Copy exactly the lines of the records below, and only those lines, beginning with the line that contains "Form: x=243 y=211" and ending with the line that contains "Form: x=328 y=272".

• Data shown:
- Opening Delimiter -
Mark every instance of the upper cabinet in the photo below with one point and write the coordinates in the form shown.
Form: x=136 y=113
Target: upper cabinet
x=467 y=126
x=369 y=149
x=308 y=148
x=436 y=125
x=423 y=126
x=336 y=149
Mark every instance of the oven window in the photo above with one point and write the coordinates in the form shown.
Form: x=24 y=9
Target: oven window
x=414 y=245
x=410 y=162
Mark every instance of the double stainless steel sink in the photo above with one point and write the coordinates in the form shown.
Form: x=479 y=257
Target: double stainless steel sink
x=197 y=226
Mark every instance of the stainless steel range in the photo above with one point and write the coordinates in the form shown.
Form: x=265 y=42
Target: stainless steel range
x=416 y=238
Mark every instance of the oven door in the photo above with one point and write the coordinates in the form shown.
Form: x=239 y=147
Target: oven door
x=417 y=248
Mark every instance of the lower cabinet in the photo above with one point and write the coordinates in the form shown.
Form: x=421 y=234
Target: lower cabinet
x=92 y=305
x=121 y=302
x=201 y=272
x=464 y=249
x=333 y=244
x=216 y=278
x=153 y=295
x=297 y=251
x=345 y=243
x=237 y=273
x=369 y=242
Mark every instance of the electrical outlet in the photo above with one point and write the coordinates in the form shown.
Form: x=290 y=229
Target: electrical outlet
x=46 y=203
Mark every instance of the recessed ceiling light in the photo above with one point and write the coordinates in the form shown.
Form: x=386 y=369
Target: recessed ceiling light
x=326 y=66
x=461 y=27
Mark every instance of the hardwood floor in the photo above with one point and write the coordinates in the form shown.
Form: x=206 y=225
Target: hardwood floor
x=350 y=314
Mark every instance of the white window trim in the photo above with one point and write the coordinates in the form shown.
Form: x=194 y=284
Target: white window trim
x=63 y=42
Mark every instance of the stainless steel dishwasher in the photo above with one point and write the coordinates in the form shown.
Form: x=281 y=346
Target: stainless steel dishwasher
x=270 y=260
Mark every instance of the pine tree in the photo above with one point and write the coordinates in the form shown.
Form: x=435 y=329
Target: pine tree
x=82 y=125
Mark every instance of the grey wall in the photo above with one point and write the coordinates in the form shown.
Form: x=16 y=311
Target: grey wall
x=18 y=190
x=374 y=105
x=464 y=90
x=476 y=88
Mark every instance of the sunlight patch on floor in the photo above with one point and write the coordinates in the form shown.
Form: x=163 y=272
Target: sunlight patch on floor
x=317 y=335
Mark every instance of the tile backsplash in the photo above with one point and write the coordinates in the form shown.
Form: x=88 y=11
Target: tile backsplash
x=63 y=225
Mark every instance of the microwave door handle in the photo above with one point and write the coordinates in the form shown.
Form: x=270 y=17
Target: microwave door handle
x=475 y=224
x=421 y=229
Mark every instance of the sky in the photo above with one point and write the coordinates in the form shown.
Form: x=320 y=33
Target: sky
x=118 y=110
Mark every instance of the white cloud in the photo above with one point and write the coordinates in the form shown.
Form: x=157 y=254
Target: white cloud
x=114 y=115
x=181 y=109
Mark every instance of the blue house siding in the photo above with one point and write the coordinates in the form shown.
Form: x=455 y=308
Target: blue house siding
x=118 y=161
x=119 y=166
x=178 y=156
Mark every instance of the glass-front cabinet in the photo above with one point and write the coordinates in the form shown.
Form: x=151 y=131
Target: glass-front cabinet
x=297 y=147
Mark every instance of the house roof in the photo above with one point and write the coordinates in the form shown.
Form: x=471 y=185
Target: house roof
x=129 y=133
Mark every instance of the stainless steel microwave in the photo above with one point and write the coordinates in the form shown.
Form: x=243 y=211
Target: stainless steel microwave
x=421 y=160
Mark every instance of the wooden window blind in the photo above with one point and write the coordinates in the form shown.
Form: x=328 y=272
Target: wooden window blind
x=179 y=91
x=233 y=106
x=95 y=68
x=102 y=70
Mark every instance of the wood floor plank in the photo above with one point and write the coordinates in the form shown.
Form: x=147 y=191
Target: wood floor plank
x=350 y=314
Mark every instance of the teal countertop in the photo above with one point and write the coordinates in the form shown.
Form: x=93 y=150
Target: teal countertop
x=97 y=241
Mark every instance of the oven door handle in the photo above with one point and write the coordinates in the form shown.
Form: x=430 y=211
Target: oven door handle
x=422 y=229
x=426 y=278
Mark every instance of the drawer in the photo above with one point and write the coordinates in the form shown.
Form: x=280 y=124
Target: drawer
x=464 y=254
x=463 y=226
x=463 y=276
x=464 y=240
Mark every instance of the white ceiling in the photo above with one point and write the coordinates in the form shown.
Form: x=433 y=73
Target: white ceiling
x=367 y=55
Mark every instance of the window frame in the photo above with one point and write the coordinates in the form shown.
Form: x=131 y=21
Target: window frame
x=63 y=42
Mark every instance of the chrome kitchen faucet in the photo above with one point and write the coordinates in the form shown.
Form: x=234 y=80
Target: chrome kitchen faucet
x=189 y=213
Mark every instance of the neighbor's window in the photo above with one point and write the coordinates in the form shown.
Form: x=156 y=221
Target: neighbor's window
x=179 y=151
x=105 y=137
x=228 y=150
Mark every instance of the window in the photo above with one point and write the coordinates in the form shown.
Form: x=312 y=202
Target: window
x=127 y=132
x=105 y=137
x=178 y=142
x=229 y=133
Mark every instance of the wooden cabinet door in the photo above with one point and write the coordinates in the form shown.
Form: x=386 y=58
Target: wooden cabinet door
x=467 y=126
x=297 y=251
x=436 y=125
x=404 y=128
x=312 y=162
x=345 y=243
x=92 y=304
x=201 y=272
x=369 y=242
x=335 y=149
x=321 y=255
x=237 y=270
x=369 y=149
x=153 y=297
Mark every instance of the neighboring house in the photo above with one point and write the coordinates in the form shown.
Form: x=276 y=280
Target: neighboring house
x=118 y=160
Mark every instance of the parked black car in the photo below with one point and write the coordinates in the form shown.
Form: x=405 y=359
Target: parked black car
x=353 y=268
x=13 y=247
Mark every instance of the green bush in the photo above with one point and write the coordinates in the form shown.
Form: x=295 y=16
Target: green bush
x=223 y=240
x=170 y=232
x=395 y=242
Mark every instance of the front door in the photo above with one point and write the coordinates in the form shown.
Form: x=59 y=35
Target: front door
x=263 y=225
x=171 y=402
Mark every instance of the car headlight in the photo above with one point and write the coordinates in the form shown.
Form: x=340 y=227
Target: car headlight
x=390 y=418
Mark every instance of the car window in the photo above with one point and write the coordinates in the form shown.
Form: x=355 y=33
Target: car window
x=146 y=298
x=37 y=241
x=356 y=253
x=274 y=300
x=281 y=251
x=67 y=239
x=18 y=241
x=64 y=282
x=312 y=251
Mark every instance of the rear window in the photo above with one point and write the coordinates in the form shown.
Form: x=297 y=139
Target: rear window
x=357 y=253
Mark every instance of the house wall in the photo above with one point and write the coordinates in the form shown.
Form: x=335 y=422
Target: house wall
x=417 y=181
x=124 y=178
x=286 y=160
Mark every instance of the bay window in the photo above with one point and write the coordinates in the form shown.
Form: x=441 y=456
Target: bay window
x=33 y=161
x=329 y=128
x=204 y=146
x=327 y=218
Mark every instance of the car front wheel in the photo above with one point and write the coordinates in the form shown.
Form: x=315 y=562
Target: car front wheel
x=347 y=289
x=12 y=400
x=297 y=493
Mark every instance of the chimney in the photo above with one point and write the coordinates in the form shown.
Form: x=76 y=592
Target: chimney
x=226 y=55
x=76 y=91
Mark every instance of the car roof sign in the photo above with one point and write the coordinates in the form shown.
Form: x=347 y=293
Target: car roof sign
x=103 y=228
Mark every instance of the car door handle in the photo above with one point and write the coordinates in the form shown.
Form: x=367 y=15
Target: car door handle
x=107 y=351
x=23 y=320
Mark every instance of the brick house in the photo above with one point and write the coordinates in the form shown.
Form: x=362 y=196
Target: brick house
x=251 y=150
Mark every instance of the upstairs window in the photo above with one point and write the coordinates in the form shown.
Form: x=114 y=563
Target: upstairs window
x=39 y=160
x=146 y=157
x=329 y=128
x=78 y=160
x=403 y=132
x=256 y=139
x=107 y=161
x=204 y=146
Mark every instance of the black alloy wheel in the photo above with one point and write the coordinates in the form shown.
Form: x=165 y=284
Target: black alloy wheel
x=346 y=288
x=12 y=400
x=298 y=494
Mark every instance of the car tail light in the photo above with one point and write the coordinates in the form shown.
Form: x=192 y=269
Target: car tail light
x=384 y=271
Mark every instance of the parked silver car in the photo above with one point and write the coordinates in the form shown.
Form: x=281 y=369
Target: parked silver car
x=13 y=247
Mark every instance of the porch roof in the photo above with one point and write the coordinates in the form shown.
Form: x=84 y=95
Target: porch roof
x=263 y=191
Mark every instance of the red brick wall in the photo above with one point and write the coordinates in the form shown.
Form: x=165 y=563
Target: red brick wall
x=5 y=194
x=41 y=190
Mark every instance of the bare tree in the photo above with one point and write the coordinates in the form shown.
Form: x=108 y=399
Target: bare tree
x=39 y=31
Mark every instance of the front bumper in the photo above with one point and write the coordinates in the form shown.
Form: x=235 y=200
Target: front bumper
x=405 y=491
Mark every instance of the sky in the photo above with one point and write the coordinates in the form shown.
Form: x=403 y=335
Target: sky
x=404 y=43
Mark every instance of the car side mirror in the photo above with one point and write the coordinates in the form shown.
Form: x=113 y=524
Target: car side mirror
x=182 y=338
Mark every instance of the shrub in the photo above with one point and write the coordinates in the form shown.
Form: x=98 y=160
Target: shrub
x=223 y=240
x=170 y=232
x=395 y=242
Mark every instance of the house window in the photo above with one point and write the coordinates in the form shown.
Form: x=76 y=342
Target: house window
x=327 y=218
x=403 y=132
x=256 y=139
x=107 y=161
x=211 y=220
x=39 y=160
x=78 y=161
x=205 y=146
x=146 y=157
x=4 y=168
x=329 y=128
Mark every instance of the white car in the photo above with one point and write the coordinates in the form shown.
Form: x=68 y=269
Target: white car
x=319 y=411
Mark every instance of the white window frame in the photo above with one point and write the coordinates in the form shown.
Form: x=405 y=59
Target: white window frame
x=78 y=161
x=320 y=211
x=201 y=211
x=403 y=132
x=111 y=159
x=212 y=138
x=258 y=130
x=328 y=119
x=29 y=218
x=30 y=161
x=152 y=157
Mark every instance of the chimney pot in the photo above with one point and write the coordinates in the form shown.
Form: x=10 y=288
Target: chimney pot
- Closing Delimiter -
• Output below:
Form: x=243 y=211
Target: stainless steel microwave
x=421 y=160
Mark every instance of the wooden window blind in the photo above with one point and write the coordinates in the form shown.
Form: x=328 y=272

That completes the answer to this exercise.